◆ WHAT THE TASK ASKS: Copy out the lines of the records word for word, starting at the line with "Each instance of the wooden pole" and ending at the line with "(1205, 780)", both included.

◆ INPUT RECORDS:
=-=-=-=-=
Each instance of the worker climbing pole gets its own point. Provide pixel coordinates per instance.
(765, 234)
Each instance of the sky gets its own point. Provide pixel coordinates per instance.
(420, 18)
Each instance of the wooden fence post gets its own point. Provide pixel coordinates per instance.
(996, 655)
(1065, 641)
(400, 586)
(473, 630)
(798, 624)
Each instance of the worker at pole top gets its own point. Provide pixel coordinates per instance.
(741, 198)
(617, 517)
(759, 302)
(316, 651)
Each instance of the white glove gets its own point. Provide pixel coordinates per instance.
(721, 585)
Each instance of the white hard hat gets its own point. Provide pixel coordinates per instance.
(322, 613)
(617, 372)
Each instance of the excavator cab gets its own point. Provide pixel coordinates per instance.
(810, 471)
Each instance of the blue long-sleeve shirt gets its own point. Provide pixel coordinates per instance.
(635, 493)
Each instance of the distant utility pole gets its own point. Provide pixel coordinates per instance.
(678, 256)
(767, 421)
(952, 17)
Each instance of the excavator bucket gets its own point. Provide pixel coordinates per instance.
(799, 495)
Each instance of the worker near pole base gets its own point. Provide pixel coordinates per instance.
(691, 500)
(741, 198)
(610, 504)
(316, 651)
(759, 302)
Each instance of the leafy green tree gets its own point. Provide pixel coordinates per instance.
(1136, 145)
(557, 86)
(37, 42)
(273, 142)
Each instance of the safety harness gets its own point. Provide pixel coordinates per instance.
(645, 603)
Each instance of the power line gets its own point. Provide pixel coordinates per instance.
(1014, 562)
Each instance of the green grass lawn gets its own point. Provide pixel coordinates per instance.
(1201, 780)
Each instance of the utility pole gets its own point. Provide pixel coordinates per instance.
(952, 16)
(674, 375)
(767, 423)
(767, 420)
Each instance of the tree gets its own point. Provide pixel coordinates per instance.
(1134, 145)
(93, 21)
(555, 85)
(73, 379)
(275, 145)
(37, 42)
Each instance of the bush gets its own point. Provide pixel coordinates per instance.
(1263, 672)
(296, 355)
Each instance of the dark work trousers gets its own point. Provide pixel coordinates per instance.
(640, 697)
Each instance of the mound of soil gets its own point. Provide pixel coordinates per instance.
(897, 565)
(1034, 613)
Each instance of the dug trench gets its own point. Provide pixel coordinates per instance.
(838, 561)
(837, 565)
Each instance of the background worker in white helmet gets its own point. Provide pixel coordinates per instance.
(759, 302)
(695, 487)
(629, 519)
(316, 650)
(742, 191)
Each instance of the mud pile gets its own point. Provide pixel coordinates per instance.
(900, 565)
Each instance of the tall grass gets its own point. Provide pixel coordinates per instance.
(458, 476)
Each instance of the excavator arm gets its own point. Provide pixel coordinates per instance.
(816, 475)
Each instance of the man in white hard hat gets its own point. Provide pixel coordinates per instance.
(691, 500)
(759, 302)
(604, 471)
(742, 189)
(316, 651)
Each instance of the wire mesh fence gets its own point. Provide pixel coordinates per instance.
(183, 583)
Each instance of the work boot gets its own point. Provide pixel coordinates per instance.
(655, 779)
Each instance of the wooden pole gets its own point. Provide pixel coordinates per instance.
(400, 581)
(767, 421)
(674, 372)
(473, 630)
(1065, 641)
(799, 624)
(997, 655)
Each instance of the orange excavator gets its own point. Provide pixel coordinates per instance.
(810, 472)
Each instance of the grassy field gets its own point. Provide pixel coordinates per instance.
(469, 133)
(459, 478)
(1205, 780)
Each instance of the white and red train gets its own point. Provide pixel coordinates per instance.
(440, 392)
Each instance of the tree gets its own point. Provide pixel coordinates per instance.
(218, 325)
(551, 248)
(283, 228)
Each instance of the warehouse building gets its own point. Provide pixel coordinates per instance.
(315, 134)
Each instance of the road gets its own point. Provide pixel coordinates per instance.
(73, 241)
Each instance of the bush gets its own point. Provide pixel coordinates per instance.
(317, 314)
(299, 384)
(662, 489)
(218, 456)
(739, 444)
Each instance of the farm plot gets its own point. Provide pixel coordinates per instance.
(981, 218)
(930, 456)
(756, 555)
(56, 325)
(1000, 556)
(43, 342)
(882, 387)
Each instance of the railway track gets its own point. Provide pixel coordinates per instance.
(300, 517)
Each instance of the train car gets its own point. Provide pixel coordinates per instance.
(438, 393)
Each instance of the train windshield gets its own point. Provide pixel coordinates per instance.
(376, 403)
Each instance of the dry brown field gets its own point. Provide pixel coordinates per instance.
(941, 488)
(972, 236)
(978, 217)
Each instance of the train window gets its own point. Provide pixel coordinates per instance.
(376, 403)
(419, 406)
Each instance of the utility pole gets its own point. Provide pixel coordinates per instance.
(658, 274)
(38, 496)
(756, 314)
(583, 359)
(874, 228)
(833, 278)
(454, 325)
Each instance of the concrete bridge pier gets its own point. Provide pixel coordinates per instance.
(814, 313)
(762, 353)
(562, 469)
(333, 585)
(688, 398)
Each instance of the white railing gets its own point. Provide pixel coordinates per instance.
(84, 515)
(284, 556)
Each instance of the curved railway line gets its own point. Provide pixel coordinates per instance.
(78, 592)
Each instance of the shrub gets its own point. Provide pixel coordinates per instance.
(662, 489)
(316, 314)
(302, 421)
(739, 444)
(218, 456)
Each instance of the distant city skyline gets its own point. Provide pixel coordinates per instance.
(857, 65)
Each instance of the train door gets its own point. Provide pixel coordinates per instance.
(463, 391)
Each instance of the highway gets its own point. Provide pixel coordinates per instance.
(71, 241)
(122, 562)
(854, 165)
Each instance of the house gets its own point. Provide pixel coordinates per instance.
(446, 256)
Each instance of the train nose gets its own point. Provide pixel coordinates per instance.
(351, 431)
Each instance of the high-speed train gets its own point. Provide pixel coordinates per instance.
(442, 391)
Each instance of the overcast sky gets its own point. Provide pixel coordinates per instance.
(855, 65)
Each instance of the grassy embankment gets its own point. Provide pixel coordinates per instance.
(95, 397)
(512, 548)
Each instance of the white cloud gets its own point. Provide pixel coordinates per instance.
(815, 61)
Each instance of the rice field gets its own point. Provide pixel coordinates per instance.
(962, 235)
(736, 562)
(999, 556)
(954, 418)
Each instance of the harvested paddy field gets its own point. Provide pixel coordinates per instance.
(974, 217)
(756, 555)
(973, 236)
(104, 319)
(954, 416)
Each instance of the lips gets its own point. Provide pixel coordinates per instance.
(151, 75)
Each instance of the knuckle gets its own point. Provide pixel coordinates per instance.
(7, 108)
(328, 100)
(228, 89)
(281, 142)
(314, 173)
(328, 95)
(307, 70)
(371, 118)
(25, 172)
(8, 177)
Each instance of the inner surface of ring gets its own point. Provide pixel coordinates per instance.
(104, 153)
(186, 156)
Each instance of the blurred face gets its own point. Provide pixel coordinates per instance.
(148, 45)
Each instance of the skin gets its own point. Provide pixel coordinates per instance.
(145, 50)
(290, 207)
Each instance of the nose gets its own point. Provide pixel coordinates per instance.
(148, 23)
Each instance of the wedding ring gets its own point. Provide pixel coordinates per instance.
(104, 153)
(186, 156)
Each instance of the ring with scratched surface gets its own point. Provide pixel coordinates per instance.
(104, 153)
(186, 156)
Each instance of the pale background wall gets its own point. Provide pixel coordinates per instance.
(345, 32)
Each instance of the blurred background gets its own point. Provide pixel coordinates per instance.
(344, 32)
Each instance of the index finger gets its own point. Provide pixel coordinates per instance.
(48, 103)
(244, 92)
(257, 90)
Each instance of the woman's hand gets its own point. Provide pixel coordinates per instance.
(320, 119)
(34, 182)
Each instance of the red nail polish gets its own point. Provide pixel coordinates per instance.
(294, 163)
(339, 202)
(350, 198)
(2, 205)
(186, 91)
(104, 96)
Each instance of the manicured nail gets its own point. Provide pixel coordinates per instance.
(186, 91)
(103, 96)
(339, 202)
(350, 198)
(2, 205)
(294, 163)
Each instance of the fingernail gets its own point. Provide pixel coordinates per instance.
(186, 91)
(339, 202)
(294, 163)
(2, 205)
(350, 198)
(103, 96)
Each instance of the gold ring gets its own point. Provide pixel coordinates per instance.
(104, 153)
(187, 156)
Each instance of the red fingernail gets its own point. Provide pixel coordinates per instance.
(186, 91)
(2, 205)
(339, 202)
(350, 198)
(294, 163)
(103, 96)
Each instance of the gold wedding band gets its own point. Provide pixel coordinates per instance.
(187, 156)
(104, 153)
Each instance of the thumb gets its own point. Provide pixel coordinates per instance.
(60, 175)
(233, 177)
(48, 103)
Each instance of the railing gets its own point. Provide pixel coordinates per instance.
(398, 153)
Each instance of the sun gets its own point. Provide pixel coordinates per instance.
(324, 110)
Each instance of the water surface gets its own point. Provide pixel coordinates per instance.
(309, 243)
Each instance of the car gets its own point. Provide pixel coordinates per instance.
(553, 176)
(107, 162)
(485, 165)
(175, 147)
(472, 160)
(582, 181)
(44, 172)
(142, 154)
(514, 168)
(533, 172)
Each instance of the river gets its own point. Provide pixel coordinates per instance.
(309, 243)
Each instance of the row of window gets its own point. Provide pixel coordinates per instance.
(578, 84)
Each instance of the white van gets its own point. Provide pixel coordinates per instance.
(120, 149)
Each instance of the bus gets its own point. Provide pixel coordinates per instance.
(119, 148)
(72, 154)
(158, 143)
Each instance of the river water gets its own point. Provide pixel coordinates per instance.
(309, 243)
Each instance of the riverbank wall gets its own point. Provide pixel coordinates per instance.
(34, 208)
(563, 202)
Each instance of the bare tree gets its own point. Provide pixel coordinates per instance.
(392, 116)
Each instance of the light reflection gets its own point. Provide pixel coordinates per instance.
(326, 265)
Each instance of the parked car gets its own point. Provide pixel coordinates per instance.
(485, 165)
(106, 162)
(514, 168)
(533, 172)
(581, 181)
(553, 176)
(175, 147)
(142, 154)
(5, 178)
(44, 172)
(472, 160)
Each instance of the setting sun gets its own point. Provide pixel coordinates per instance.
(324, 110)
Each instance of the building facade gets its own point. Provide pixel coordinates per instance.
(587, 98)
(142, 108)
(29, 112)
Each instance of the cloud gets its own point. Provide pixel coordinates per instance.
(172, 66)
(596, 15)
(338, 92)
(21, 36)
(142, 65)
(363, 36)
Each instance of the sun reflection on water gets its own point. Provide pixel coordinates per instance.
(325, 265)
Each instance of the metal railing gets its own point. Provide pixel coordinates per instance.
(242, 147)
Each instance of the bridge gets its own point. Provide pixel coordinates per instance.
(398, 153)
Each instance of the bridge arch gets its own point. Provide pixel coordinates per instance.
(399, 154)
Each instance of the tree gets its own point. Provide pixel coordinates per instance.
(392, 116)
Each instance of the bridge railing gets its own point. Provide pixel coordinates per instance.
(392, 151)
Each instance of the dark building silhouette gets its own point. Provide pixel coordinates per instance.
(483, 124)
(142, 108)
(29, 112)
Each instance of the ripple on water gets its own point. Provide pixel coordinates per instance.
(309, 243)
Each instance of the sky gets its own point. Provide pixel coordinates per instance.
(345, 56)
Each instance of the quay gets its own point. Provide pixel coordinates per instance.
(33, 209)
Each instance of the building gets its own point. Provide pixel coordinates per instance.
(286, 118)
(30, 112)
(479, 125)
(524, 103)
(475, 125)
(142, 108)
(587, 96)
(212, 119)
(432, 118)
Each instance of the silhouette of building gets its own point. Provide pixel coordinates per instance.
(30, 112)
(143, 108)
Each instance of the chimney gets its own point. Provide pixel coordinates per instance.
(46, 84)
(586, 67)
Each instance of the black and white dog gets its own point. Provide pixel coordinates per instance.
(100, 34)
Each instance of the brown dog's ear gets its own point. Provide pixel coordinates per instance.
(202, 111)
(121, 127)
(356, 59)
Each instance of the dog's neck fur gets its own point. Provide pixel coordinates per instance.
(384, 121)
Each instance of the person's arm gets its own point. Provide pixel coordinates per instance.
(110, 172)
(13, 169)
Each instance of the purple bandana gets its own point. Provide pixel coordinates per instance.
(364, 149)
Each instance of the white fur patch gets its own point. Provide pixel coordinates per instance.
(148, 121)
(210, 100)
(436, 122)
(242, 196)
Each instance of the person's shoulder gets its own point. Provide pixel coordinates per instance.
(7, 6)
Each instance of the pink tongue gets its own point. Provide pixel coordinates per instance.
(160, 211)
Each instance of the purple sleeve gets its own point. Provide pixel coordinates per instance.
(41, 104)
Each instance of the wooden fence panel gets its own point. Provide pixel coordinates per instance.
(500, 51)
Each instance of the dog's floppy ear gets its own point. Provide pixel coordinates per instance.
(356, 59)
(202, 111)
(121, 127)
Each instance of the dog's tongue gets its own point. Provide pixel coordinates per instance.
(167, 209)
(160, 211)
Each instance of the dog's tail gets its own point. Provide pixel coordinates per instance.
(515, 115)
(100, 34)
=-=-=-=-=
◆ ANSWER TO THIS TASK:
Each instance of the wooden pole gets its own point. Provide pixel coordinates per instance.
(400, 581)
(767, 421)
(674, 372)
(473, 630)
(1065, 641)
(799, 624)
(997, 655)
Each instance of the orange excavator gets its own point. Provide pixel coordinates per instance.
(810, 472)
Each instance of the grassy field gets its own point. Provide pixel coordinates per instance.
(469, 133)
(459, 478)
(1205, 780)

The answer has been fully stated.